> **EXCERPT PROVIDED**:
Cheenu Pillai is a self-taught artist from Chennai, India, who blends European expressionism with dravidian themes.

==Career==
Cheenu Pillai (born in 1971 in a village within the Tanjore district) received his early education in both his village and Tanjore. He was introduced to painting at a young age by his elder brother, also an artist. Pillai initially focused on religious portraits, a theme influenced by his religious upbringing. As his artistic exploration deepened, he developed an appreciation for the symmetrical and balanced forms present in Hindu iconography

Despite nurturing a lifelong passion for art, he did not initially consider it as a career path. His academic excellence in school led him towards pursuing a white-collar occupation, eventually working in investment banking after completing his MBA. Later, the evolving landscape of information technology prompted a mid-career shift, although art remained his foremost passion. His inspiration flourished during his time in Europe, where he frequently visited art galleries.

> **REQUIRED ACTIONS**:
**A.** Transcribe the part of the Cheenu Pillai text that opens with the words "Despite nurturing a" and closes with "visited art galleries.".
**B.** Decide whether each statement agrees with the Cheenu Pillai text, and answer yes or no with the deciding words quoted: (i) Pillai was introduced to painting by his elder brother. (ii) Pillai received formal training at an art school. (iii) Pillai worked in investment banking after completing his MBA.
**C.** Resume the Cheenu Pillai article after its last sentence.

> **RECORD SET**:
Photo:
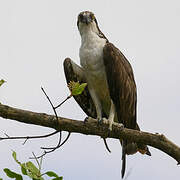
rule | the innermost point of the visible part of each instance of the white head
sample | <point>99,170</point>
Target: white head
<point>87,22</point>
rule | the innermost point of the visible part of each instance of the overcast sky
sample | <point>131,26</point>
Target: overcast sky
<point>37,35</point>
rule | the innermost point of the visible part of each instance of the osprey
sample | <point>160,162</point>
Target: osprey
<point>111,91</point>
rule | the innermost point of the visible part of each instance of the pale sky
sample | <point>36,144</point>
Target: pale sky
<point>37,35</point>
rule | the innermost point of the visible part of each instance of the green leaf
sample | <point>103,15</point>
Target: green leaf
<point>23,169</point>
<point>12,174</point>
<point>51,174</point>
<point>58,178</point>
<point>34,171</point>
<point>76,88</point>
<point>2,81</point>
<point>14,156</point>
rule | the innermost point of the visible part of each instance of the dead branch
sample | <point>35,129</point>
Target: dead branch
<point>158,141</point>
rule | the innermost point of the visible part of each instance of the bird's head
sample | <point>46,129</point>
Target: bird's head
<point>87,22</point>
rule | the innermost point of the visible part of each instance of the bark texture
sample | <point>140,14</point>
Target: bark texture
<point>90,127</point>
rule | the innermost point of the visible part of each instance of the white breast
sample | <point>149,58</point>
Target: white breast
<point>91,59</point>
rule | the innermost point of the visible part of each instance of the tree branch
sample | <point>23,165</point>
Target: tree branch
<point>90,128</point>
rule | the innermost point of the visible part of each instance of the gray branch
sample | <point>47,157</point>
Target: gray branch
<point>90,128</point>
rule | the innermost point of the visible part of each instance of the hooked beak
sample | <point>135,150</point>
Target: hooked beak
<point>86,20</point>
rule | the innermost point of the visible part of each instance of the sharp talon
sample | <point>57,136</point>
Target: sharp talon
<point>100,121</point>
<point>86,120</point>
<point>121,126</point>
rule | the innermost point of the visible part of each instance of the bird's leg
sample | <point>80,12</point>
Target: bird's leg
<point>97,104</point>
<point>111,115</point>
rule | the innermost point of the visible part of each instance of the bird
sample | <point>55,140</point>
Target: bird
<point>111,89</point>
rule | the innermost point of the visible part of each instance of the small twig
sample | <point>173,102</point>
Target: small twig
<point>49,101</point>
<point>27,137</point>
<point>63,101</point>
<point>106,145</point>
<point>36,160</point>
<point>59,144</point>
<point>46,152</point>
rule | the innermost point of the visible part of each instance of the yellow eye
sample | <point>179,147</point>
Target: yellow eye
<point>92,16</point>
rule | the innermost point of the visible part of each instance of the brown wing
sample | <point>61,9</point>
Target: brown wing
<point>122,90</point>
<point>122,86</point>
<point>73,72</point>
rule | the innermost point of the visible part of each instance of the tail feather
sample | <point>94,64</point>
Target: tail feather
<point>123,159</point>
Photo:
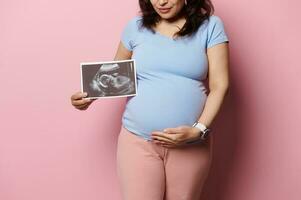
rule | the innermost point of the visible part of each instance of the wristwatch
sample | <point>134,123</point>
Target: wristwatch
<point>204,131</point>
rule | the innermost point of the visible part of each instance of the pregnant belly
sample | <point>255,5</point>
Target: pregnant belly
<point>161,104</point>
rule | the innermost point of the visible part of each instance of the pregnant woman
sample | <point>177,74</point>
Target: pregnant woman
<point>165,144</point>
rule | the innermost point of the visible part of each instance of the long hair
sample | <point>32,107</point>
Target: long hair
<point>195,13</point>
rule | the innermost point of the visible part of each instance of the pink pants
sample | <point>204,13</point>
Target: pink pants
<point>149,171</point>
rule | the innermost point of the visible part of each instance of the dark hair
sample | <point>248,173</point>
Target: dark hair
<point>195,12</point>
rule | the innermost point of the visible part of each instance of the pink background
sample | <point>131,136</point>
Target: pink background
<point>49,150</point>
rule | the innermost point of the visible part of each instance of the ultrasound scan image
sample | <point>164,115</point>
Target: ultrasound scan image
<point>109,79</point>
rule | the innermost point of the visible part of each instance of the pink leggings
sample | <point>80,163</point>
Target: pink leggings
<point>149,171</point>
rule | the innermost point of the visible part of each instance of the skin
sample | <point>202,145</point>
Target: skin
<point>218,66</point>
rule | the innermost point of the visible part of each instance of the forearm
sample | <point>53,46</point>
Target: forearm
<point>212,106</point>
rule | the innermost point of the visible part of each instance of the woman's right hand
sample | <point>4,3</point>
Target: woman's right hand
<point>79,103</point>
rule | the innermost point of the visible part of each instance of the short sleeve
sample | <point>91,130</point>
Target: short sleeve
<point>216,32</point>
<point>128,34</point>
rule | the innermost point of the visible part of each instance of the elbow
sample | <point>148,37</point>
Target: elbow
<point>223,89</point>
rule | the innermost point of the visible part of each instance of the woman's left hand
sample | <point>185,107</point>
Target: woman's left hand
<point>174,137</point>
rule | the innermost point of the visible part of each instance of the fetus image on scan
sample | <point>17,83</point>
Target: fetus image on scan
<point>111,79</point>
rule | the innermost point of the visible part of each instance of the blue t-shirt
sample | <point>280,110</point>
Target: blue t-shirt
<point>170,76</point>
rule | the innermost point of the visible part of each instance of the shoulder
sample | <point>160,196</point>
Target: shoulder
<point>215,21</point>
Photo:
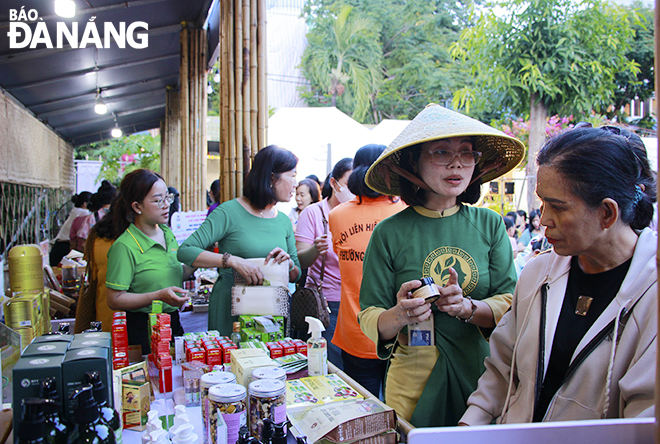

> **PER-TASK ANSWERS**:
**A.**
Despite nurturing a lifelong passion for art, he did not initially consider it as a career path. His academic excellence in school led him towards pursuing a white-collar occupation, eventually working in investment banking after completing his MBA. Later, the evolving landscape of information technology prompted a mid-career shift, although art remained his foremost passion. His inspiration flourished during his time in Europe, where he frequently visited art galleries.

**B.**
(i) Yes: "He was introduced to painting at a young age by his elder brother, also an artist."
(ii) No: "Cheenu Pillai is a self-taught artist from Chennai, India"
(iii) Yes: "eventually working in investment banking after completing his MBA"

**C.**
In 2003, he made a decisive commitment to his artistic pursuits, resigning from his role as the president of a prominent software company. While he maintained involvement in software consultancy, he also dedicated more time to his painting endeavors.

Apparao galleries included Cheenu's works as part of a group show in 2004. Again in 2007, A.v.ilango's art space and Tangerine art sponsored an exhibition of his paintings from the divinity series at the tangerine restaurant, which gave him the initial impetus. Cheenu was part of a group show at Apparao galleries in 2009

==Style==
Cheenu Pillai has evolved a unique style of representation which is hybrid between European movements like cubism, expressionism, orphism and Indian sensibilities in terms of color schemes and layouts.